**Natural language region descriptions:**

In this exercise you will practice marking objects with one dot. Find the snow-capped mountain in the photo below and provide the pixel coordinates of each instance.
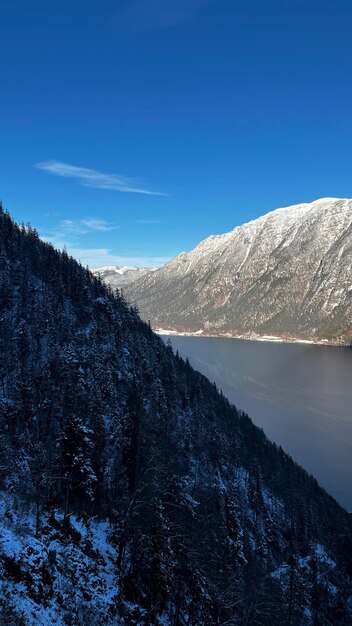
(121, 276)
(131, 491)
(286, 274)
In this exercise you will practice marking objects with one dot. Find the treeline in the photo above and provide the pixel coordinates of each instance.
(99, 418)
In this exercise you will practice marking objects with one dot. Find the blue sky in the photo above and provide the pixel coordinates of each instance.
(130, 130)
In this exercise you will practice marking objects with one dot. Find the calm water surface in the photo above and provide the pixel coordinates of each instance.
(301, 395)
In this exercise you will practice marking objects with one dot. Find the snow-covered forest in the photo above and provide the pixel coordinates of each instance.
(132, 492)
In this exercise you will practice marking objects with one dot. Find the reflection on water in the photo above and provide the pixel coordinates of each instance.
(299, 394)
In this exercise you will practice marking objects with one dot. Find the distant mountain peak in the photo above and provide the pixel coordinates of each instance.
(286, 273)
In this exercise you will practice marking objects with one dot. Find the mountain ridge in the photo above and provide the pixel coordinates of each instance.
(132, 492)
(284, 274)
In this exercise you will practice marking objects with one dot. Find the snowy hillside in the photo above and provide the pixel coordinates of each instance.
(118, 277)
(286, 274)
(132, 493)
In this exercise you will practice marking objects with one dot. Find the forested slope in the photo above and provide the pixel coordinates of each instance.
(132, 491)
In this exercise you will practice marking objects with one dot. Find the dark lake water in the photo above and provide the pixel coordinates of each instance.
(301, 395)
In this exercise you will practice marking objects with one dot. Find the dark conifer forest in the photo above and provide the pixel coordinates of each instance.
(132, 491)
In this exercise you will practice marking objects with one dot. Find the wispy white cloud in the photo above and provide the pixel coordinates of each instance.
(92, 178)
(99, 257)
(83, 227)
(146, 221)
(140, 15)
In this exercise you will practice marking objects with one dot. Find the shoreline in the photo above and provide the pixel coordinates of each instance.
(250, 337)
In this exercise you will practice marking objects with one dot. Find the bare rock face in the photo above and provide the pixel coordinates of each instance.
(286, 274)
(118, 277)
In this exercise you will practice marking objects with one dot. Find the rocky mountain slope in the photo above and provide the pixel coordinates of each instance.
(118, 277)
(131, 491)
(286, 274)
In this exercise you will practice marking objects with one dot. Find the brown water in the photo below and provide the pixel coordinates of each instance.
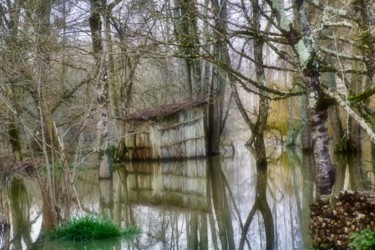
(214, 203)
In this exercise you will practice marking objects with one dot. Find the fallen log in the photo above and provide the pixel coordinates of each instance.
(334, 220)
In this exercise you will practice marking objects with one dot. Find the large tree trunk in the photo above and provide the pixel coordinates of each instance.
(301, 38)
(318, 113)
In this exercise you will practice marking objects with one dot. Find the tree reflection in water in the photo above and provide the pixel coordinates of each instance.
(262, 206)
(214, 203)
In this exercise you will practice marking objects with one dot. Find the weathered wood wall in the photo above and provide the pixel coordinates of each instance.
(174, 136)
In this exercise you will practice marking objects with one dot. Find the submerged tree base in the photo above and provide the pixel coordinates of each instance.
(334, 220)
(91, 227)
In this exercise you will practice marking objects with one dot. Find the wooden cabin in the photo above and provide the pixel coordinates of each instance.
(172, 131)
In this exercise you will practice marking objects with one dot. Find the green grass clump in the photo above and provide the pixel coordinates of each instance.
(91, 227)
(364, 240)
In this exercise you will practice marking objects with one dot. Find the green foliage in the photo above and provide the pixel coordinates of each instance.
(364, 240)
(91, 227)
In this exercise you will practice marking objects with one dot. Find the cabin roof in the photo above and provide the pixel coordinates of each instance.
(161, 111)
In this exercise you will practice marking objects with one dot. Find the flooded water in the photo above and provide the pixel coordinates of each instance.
(216, 203)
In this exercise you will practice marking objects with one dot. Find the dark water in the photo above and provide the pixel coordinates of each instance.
(216, 203)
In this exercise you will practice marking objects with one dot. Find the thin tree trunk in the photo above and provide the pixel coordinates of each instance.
(102, 87)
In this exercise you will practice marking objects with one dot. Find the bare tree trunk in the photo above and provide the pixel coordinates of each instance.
(305, 49)
(217, 90)
(97, 10)
(260, 125)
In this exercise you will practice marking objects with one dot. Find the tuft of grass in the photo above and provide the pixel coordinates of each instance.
(364, 240)
(91, 227)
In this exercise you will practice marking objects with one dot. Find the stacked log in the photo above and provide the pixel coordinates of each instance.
(335, 219)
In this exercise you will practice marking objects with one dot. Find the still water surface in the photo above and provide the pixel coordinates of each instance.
(216, 203)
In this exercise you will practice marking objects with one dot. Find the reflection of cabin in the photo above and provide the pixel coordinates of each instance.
(170, 131)
(181, 184)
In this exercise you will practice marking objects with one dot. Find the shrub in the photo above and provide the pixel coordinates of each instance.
(91, 227)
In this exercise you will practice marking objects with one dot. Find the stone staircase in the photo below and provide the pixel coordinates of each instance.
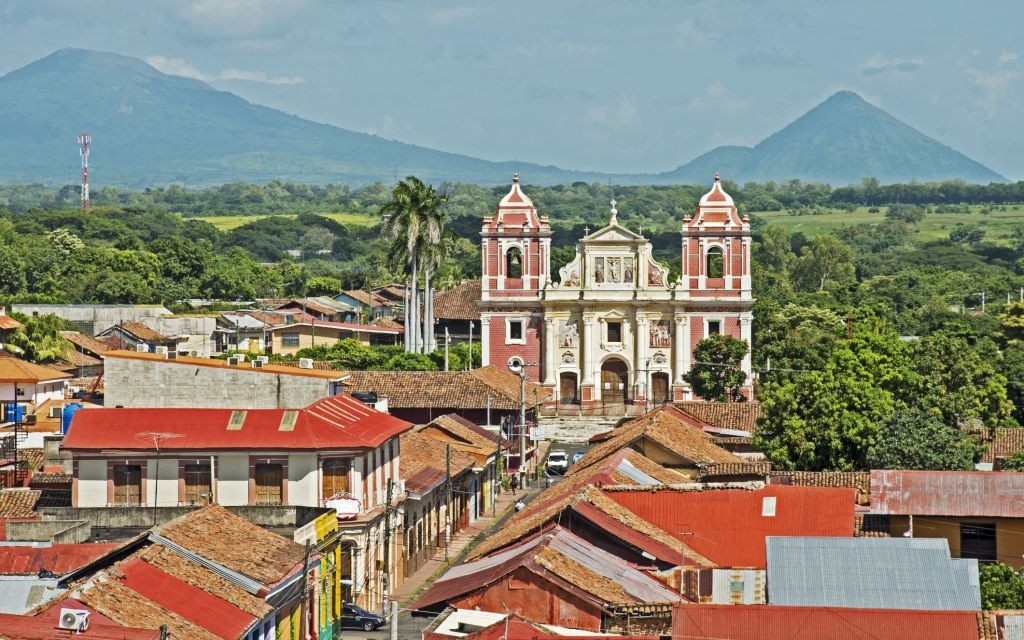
(576, 428)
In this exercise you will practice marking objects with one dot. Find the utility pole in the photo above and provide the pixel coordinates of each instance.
(448, 497)
(305, 592)
(387, 543)
(522, 427)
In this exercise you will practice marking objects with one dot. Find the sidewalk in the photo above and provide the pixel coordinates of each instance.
(461, 544)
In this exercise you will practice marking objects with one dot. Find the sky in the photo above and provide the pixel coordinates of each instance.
(613, 86)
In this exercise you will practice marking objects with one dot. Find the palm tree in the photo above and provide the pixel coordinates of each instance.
(39, 340)
(414, 221)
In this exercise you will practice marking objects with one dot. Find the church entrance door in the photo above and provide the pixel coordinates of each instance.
(567, 388)
(614, 381)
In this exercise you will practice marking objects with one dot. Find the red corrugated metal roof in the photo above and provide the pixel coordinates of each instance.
(727, 526)
(192, 603)
(337, 422)
(980, 494)
(721, 622)
(61, 559)
(26, 628)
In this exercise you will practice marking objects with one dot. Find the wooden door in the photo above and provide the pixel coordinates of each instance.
(198, 481)
(128, 485)
(567, 388)
(336, 477)
(268, 479)
(659, 388)
(613, 382)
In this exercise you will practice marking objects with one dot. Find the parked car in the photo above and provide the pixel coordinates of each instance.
(356, 617)
(558, 462)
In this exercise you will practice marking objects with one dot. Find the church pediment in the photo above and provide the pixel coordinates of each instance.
(612, 233)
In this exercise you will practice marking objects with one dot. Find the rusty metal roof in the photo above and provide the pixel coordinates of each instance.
(948, 494)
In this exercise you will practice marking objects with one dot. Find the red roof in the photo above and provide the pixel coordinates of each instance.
(980, 494)
(718, 622)
(332, 423)
(25, 628)
(192, 603)
(61, 559)
(727, 526)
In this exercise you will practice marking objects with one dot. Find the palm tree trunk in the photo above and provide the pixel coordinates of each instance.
(428, 315)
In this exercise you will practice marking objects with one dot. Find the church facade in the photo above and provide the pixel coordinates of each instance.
(613, 330)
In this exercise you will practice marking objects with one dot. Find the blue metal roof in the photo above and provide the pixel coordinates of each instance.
(870, 572)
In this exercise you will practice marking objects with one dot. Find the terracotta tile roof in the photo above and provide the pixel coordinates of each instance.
(7, 323)
(87, 343)
(1006, 443)
(386, 323)
(109, 596)
(666, 429)
(370, 299)
(235, 543)
(560, 557)
(210, 582)
(16, 370)
(60, 558)
(860, 480)
(742, 416)
(18, 503)
(142, 332)
(448, 389)
(421, 453)
(761, 469)
(459, 302)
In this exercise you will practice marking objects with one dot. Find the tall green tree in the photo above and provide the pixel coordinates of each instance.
(716, 374)
(414, 223)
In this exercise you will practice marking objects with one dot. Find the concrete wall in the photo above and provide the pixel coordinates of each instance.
(134, 383)
(303, 480)
(232, 479)
(91, 483)
(167, 494)
(57, 531)
(100, 316)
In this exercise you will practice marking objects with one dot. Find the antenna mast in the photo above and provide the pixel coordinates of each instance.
(83, 140)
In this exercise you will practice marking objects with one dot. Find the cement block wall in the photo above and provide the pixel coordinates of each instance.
(138, 383)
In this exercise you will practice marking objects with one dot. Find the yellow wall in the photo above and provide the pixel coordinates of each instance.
(1009, 534)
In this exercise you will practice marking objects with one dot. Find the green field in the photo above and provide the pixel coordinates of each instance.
(226, 223)
(998, 225)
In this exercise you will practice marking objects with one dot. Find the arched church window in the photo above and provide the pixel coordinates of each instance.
(513, 263)
(716, 262)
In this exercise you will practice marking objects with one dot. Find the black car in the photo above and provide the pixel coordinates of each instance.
(356, 617)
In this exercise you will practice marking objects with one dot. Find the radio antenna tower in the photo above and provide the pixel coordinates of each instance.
(83, 140)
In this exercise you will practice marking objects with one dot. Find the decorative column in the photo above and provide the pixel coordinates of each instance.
(745, 323)
(681, 344)
(586, 350)
(641, 337)
(549, 351)
(484, 340)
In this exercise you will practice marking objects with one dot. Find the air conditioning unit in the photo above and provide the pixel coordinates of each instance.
(75, 620)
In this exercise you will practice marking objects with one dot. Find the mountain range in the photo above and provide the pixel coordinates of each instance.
(150, 129)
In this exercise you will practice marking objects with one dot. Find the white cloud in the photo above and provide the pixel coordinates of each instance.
(179, 67)
(256, 76)
(176, 67)
(241, 18)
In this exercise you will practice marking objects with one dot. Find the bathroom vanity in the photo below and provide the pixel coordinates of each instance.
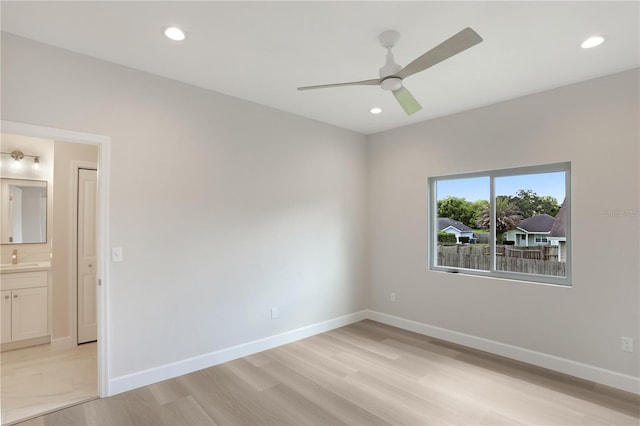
(24, 292)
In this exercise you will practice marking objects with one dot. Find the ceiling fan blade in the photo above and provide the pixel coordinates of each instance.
(462, 41)
(373, 82)
(407, 101)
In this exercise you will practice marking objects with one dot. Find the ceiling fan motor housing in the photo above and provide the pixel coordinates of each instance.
(391, 83)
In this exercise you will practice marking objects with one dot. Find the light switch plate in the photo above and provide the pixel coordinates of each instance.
(116, 254)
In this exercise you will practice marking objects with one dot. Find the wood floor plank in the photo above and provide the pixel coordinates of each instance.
(363, 374)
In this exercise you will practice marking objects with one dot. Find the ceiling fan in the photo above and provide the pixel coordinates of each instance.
(392, 74)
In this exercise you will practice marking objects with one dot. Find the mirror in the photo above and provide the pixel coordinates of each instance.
(24, 211)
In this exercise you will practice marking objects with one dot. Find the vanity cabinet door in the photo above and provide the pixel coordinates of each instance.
(5, 336)
(28, 313)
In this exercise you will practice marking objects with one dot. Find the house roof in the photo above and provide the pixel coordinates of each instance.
(558, 228)
(445, 222)
(539, 223)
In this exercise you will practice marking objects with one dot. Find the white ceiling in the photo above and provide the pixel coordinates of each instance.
(261, 51)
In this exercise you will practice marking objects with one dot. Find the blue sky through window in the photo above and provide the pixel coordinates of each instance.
(473, 189)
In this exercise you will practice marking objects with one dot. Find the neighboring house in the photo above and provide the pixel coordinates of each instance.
(454, 227)
(532, 231)
(558, 236)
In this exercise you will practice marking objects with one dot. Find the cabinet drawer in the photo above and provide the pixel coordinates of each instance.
(18, 280)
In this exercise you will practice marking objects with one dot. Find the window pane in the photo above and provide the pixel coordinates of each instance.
(530, 234)
(460, 204)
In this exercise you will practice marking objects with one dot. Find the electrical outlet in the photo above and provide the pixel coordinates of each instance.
(626, 344)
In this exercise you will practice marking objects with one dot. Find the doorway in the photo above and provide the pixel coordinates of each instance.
(86, 277)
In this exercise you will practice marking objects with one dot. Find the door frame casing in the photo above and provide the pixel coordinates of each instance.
(102, 228)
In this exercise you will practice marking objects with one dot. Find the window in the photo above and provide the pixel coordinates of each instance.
(517, 222)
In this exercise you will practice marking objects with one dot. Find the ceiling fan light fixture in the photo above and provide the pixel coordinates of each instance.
(174, 33)
(594, 41)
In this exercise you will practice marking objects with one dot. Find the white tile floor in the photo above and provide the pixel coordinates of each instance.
(37, 380)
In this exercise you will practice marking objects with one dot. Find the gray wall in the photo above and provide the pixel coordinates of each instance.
(223, 208)
(592, 124)
(226, 208)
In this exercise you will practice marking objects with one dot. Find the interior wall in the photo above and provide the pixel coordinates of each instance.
(594, 125)
(223, 208)
(62, 283)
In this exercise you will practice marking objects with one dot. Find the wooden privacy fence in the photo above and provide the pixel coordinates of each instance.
(541, 260)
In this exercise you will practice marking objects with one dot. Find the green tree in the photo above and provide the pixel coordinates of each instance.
(507, 216)
(457, 209)
(531, 204)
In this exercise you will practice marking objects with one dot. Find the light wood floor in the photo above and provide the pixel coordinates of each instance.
(37, 380)
(363, 374)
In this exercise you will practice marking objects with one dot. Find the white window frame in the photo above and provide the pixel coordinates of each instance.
(432, 234)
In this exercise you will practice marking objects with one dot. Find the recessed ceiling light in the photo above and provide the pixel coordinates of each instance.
(174, 33)
(593, 41)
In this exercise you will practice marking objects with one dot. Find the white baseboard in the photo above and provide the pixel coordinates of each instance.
(168, 371)
(562, 365)
(62, 343)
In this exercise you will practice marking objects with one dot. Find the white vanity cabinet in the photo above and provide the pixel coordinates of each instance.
(24, 306)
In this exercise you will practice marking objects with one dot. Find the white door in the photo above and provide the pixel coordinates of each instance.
(87, 283)
(28, 313)
(5, 336)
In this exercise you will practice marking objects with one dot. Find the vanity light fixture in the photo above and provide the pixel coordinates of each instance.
(174, 33)
(18, 156)
(594, 41)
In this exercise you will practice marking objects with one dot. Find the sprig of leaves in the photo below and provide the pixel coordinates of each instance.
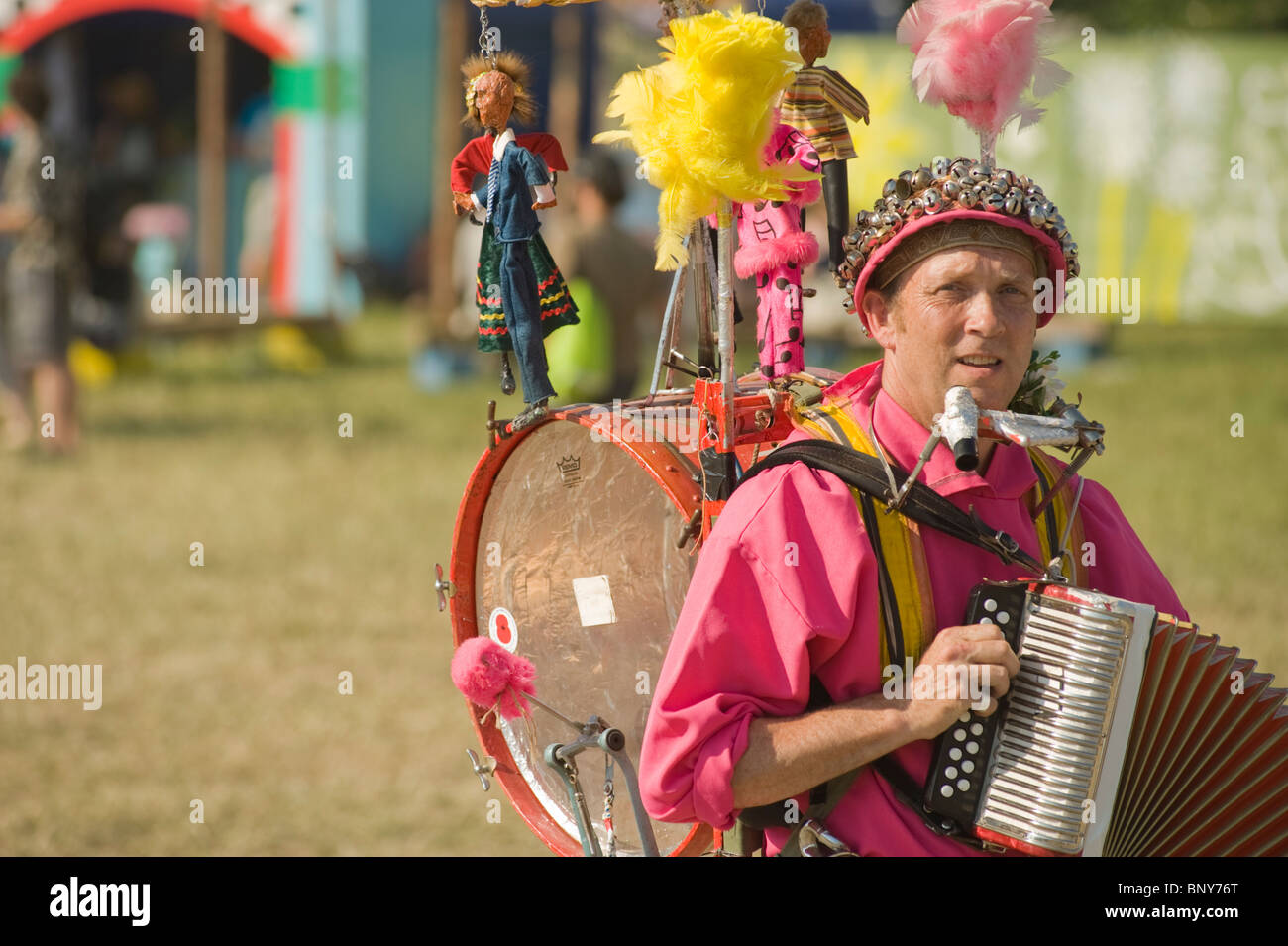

**What to do:**
Your task is to print exactly the lines from the one containing "the white vanity" through the final line of the records above, with no pictures and nothing more.

**Task answer:**
In this exercise you will practice marking objects with one dot. Find the white vanity cabinet in the photo above and provide the pixel coordinates of each instance.
(24, 306)
In this exercise you will practice marking objects with one dot. Find the white door in the photo above and provide the pixel coordinates of each instance.
(87, 283)
(28, 313)
(5, 336)
In this exercise you will practice marking objects with one dot. Find the vanity light fixture in the photo above and provide the pixel coordinates of each instance.
(174, 33)
(18, 156)
(594, 41)
In this exercise you will practice marking objects with one dot. Find the sprig of leaves in the photo below and provide the pixel coordinates of each instance.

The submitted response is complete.